Region pointing data
────────────────────────────────────────

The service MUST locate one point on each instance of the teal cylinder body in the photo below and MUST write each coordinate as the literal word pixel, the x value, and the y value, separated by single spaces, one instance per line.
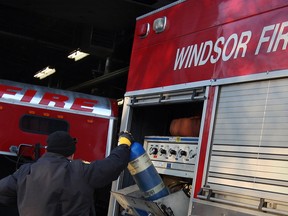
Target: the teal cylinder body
pixel 145 174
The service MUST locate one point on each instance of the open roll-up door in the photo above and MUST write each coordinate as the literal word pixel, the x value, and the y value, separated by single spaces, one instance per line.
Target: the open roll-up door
pixel 249 151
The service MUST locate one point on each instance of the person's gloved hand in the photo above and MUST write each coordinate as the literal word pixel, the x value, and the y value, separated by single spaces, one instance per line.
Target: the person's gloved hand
pixel 125 138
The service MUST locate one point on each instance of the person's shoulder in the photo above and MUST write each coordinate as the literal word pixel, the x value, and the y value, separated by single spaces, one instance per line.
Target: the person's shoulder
pixel 81 162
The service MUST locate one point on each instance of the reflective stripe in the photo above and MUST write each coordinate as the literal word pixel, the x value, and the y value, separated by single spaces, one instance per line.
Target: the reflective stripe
pixel 139 164
pixel 155 190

────────────────────────────────────────

--- AIM OF THE TASK ---
Leave every picture out and output the records exactly.

--- OUTPUT ---
The service MUST locate one point on each instance of the teal cylinder body in the photo below and MUST write each coordinate as the literal word pixel, the x value, and the y value, separated by single spaces, one instance per line.
Target: the teal cylinder body
pixel 145 174
The service MUST locate one point on each instance of the open roll-up door in the photo above and MUST write each coordinate as the literal word pixel, the x value, and the y value, separated by single spaces, one instance per line.
Target: the open roll-up door
pixel 249 151
The service MUST locate one point on each instance of the person's gloved hand in the photo above and MUST write each coordinate as the literal word pixel, the x value, and the y value, separated by single spaces, one instance per line.
Target: the person's gloved hand
pixel 125 138
The service MUST locate one point on each instance of the person's shoulder in the photo above and MUST write each coordinate as the literal word pixel, the x value, and the y value, separated by single spaces, one instance per line.
Target: the person's shoulder
pixel 81 162
The service MUST locate one point on each instance of the reflective stripe in the photo above and MUST write each coordinate as the literal word pixel, the x value, and the y value, separated by single spaces, one instance per line.
Target: the reflective stripe
pixel 139 164
pixel 155 190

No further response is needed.